(Entries from a point annotation set)
======

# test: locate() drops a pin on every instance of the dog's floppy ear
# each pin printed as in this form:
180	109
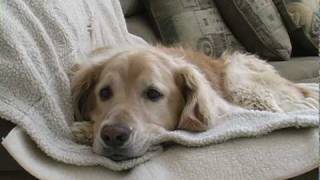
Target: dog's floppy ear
82	85
197	110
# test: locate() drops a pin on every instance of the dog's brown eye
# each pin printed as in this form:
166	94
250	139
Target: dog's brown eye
153	94
106	93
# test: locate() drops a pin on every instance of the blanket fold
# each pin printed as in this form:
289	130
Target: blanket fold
40	42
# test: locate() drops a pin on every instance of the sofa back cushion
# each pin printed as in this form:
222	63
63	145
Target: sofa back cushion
302	19
258	26
195	24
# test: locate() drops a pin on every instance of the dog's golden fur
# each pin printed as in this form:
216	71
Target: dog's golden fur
196	90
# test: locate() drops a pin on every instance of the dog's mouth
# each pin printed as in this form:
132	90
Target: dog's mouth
119	157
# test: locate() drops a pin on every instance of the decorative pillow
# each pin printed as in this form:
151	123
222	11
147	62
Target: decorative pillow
194	23
302	18
258	26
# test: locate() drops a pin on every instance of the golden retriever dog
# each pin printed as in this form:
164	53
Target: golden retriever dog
124	97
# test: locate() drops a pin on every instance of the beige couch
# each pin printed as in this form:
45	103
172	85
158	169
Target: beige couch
299	69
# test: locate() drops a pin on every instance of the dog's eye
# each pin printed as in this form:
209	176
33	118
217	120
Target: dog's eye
153	94
106	93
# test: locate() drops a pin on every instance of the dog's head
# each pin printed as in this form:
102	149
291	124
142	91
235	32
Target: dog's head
134	95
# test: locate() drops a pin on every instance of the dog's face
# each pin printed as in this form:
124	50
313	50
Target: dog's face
133	96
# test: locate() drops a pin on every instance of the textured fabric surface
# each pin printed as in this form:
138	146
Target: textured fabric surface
302	19
141	26
131	7
258	26
299	68
40	42
278	155
195	24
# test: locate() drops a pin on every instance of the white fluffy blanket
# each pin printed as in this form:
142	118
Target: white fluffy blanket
39	43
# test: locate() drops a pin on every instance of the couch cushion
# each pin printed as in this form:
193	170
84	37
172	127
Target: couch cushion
140	25
258	26
131	7
195	24
302	21
298	69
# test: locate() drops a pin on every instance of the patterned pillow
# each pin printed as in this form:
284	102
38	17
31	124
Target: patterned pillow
258	26
302	18
194	23
131	7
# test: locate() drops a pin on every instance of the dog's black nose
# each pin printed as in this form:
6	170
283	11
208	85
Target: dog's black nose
115	135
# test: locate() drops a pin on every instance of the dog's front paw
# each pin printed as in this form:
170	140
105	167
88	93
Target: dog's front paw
83	132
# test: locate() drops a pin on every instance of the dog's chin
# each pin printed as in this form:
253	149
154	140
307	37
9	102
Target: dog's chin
117	154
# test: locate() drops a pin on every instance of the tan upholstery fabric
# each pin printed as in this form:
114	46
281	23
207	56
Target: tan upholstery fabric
279	155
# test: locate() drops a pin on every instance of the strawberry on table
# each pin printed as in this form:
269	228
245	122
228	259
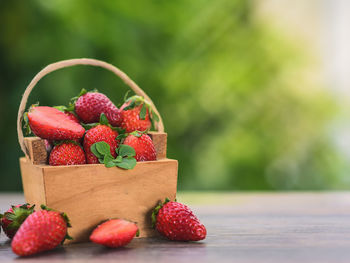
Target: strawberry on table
143	146
67	153
135	115
51	124
176	221
90	105
43	230
114	233
12	219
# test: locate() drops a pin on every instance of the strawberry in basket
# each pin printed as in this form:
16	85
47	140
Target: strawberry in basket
90	105
51	124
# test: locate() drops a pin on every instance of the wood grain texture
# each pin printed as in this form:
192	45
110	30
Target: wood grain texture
33	182
242	227
90	194
160	143
36	150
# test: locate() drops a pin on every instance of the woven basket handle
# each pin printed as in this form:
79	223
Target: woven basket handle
73	62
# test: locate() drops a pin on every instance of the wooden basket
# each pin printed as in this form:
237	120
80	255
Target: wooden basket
92	193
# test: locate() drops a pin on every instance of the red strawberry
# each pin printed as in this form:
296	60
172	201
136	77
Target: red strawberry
72	116
98	134
52	124
90	105
14	217
114	233
67	153
43	230
143	145
176	221
131	120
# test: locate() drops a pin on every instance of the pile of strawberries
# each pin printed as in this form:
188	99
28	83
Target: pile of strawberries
93	130
33	231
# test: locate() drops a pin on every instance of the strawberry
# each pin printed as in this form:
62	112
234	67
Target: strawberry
52	124
135	115
143	146
14	217
114	233
90	105
72	116
176	221
43	230
98	134
67	153
131	120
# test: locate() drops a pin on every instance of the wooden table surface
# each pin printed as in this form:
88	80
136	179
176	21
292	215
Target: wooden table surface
242	227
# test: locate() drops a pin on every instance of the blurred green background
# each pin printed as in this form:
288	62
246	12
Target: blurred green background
235	93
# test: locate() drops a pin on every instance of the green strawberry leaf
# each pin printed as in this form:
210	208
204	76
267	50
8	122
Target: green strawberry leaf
103	119
143	112
110	164
126	150
108	158
127	163
119	159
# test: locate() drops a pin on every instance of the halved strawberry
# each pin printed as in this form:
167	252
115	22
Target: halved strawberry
51	124
114	233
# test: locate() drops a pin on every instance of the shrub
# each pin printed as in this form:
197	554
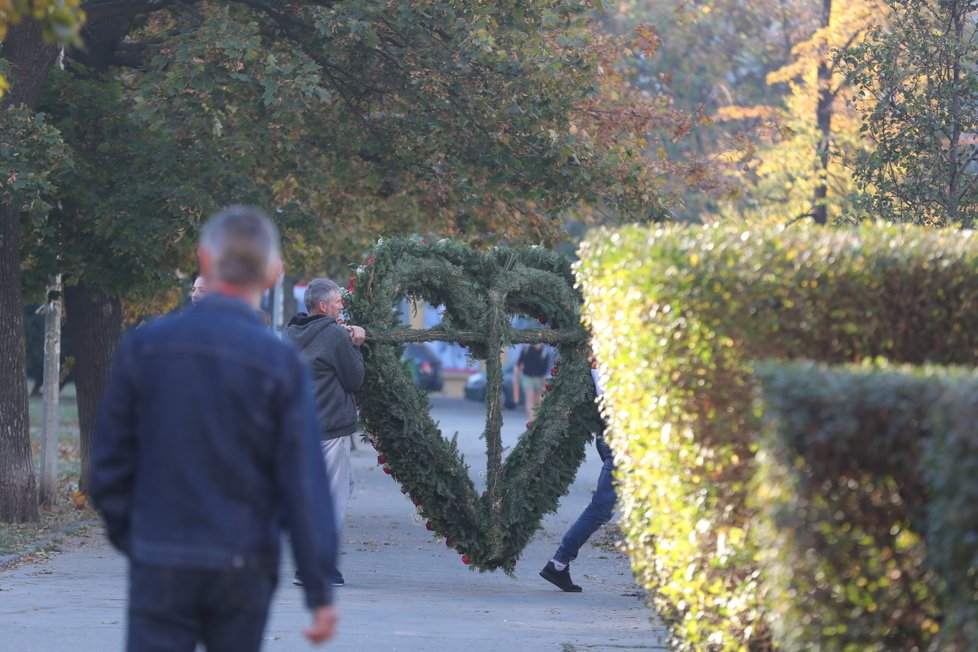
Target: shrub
842	501
678	315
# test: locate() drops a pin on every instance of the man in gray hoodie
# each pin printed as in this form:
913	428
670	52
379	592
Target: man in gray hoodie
332	351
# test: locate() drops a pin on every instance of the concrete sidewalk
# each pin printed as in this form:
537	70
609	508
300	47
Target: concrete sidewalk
406	591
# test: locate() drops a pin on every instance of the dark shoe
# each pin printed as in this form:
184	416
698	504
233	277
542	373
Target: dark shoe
337	581
560	579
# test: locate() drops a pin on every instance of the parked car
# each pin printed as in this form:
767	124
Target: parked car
425	367
475	388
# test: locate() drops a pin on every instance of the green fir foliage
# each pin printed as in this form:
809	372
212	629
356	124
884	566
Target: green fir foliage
480	293
679	315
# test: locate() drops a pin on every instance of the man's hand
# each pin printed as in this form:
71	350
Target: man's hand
357	335
323	625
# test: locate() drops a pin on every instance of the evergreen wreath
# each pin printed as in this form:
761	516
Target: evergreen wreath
480	293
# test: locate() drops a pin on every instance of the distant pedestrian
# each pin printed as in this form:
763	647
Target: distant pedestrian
199	290
597	513
532	368
333	352
205	446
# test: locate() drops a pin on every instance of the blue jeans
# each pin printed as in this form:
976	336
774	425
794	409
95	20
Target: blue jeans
596	514
172	609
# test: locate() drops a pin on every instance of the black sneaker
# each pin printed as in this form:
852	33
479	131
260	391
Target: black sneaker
337	581
560	579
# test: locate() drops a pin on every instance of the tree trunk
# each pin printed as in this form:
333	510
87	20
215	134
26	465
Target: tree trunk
18	484
30	60
823	123
95	324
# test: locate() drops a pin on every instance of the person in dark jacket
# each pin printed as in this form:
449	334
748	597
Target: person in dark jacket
598	512
332	351
205	447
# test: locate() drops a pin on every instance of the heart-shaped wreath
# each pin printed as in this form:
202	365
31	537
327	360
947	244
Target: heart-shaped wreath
481	292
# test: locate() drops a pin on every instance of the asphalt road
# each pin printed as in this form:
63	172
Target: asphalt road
405	590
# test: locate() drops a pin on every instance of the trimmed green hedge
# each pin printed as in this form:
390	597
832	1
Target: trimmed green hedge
677	316
843	502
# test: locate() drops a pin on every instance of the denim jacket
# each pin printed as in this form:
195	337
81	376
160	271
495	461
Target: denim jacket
206	446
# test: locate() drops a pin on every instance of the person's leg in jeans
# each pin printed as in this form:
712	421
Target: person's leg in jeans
236	611
598	512
163	609
339	470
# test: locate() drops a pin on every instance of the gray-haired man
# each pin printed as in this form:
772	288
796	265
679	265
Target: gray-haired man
331	349
205	446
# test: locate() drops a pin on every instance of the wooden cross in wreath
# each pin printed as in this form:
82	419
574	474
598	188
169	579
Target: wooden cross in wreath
480	292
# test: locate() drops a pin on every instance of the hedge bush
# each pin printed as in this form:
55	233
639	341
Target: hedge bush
678	314
842	498
867	491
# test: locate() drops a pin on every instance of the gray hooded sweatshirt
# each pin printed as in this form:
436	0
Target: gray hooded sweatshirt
337	370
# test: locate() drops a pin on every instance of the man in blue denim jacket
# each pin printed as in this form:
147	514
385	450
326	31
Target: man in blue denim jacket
206	446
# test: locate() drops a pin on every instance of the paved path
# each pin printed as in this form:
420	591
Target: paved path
405	590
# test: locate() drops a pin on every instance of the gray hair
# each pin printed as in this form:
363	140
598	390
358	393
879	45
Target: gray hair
243	245
318	290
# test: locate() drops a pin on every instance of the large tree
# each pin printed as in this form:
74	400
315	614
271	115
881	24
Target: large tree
918	90
350	119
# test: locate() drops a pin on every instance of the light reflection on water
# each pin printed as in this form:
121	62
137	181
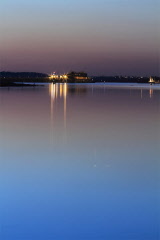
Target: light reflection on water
79	162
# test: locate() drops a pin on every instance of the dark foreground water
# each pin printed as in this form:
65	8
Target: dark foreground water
80	162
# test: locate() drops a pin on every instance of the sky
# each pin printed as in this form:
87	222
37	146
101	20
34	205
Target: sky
101	37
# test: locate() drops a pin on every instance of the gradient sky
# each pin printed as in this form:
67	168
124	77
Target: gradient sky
110	37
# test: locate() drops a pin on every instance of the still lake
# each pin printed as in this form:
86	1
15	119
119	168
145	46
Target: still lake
80	162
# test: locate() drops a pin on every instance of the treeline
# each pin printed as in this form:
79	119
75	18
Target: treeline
22	75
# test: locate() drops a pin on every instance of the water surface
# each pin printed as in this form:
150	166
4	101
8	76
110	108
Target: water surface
80	162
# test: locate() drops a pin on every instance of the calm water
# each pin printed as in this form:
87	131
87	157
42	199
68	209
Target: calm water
80	162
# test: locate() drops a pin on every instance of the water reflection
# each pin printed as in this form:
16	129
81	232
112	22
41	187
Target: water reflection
151	93
79	162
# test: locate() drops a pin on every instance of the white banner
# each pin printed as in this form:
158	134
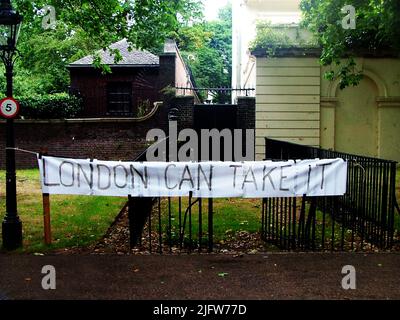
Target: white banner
261	179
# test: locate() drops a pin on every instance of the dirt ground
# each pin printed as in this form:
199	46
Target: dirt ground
201	277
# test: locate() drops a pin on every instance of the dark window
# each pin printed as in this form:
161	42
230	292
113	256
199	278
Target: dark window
119	97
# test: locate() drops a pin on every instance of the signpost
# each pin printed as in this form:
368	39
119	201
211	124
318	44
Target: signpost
9	108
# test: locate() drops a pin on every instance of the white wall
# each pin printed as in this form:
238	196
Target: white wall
245	15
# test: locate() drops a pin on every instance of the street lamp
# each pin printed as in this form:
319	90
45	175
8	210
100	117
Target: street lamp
10	23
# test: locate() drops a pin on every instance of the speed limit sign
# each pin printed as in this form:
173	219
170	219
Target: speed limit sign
9	108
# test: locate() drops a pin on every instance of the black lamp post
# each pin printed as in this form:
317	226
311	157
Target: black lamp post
10	23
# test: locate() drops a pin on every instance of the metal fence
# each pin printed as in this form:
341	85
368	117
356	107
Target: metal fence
183	224
362	219
160	225
221	95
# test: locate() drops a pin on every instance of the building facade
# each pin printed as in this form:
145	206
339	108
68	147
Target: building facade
134	84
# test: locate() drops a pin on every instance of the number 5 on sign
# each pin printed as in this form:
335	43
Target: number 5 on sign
9	108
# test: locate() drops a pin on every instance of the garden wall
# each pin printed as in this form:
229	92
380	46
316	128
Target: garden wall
104	139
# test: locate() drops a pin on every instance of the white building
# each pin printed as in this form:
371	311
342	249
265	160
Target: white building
245	15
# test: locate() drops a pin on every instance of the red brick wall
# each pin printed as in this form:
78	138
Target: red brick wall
101	139
92	86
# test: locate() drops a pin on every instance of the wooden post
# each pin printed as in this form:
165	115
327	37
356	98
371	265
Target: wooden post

======

Give the lines exactly as they stand, from the line with "the white wall" through the end of the material.

# test: locate() drops a pin on every instance of the white wall
# each pin printed as in this form:
238	196
Target: white wall
245	15
# test: locate() drops a pin on every instance of the street lamp
# each pin printed as in this form:
319	90
45	175
8	210
100	117
Target: street lamp
10	23
# test: locate() drops a pin on every instance of the speed limit sign
# each pin printed as in this form:
173	219
170	219
Target: speed limit sign
9	108
# test: locate() drops a pin on every instance of the black lamp post
# each pin printed as in this form:
317	226
311	157
Target: black lamp post
10	23
# test: locate() drops a pin on every instance of the metal fence
# each pin printed as in this form:
341	85
368	117
356	107
Target: metal fence
183	224
362	219
160	225
221	95
# test: locate() drops a pin on every instance of the building facade
# each pin printed as in this form:
145	206
339	108
68	147
Target: building facade
134	84
# test: locate() drops a pin on every instance of the number 5 on sign
# each pin printed as in this form:
335	43
Target: number 5 on sign
9	108
# test: locate() drops a pin on every instance of the garden wall
# each pin printed as in this form:
229	92
380	46
316	128
Target: garden wall
104	139
# test: locate() drops a pin on every instance of the white building
# each pin printed as in this form:
371	311
342	249
265	160
Target: white building
245	15
# test: locate() drops a pin on every instance of the red brick wall
# each pin printed as in this form:
78	138
Target: red brick wall
101	139
92	86
# test: locate() drops a pin on every instance of the wooden post
# each pin printed as in this form:
165	115
327	37
356	98
371	265
Target: wooden post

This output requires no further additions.